Problem to work on - Each record is to be printed exactly as given, down to the last mark.

Entries shown -
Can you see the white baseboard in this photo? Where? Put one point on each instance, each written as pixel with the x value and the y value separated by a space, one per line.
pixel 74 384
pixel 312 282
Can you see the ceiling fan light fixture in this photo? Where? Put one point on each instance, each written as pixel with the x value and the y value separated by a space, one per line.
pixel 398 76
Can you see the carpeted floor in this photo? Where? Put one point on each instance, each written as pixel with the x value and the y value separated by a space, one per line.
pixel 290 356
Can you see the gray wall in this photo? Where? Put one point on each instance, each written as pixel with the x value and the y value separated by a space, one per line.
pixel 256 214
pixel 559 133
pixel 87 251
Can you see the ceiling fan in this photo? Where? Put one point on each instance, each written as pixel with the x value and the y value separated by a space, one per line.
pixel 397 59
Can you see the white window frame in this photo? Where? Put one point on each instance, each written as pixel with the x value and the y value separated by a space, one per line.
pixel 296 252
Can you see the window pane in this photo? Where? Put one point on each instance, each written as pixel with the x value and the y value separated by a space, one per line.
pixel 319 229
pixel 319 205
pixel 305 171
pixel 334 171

Written response -
Can you see the white baseboard in this photo? Where? Put one point on each instance, each written as pixel with the x value and the y value separated by a space, one per line.
pixel 74 384
pixel 312 282
Can you see the ceiling fan light fixture in this photo? Where? Put one point on each instance, each written as pixel with the x value and the y value separated by a space, one per line.
pixel 398 76
Can you see the carpeted floor in this photo? Where? Put one point on each instance, each written as pixel with the x value and the y value separated by a space, one per line.
pixel 290 356
Can you see the gray wall in this photo? Where? Put one point on each instance, each written as pixel with the x value and the y value separated by a space, one per line.
pixel 256 214
pixel 559 133
pixel 87 251
Can you see the ceiling fan in this photo? Where? Put one point on each instance, each written as pixel with the x value and the y value separated by a space, one per line.
pixel 397 59
Can you see the white window frame in this photo? Where? Put one point on each instance, each written as pixel with the x value and the y value separated by a space, one per line.
pixel 296 252
Can you see the window pane in this photo? Where? Put one point on each instance, each written as pixel with the x value and the y value separated by a space, one per line.
pixel 319 229
pixel 319 205
pixel 305 171
pixel 334 171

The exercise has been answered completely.